| Aim of the exercise |
Please copy the rows below word for word, starting with the first one and ending with the line that contains "x=312 y=329". Include both of those lines.

| Data supplied |
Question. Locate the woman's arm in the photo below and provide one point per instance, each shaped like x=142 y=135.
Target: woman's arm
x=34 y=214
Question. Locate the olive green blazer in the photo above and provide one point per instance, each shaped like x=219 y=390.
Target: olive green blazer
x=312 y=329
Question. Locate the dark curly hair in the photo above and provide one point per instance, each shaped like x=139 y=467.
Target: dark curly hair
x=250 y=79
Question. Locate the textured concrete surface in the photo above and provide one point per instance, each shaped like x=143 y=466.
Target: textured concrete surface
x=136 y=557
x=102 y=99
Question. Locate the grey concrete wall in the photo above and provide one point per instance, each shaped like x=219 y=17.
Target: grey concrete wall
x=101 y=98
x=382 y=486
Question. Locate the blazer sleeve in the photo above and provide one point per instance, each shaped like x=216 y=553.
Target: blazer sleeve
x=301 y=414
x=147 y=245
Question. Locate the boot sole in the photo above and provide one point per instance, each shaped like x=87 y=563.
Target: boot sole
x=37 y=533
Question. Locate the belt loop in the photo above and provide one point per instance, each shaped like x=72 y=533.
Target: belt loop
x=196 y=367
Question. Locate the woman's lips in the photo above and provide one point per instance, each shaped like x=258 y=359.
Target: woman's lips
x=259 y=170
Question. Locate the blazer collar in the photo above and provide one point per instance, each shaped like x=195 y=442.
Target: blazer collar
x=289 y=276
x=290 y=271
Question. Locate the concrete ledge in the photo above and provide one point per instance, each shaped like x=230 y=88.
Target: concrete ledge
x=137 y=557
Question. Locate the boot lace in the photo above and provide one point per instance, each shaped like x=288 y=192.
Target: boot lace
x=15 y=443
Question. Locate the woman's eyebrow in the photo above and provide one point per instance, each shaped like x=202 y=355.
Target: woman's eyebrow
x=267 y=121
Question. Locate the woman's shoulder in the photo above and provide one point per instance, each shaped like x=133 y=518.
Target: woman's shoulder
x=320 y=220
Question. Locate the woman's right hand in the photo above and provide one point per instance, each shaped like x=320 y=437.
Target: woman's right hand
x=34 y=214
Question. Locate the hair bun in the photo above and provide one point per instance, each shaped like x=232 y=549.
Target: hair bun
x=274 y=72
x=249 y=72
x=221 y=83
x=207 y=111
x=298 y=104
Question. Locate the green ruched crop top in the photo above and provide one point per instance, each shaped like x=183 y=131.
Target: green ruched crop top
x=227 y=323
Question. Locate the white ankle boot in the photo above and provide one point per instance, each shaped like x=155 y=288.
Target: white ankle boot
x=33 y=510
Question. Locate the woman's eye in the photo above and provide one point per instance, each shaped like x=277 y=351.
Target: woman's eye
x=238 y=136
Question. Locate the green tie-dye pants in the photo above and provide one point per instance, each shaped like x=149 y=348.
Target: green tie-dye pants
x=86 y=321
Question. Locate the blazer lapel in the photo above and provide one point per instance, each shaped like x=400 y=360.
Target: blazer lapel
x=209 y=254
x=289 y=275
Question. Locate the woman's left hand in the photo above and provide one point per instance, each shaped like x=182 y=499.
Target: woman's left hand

| Correct answer |
Question. Locate the woman's arm in the photo below and provide one point per instance, each shaped like x=142 y=135.
Target: woman's arm
x=34 y=214
Question. Locate the olive green blazer in the photo above and provide one point per instance, each shaped like x=219 y=390.
Target: olive green blazer
x=312 y=329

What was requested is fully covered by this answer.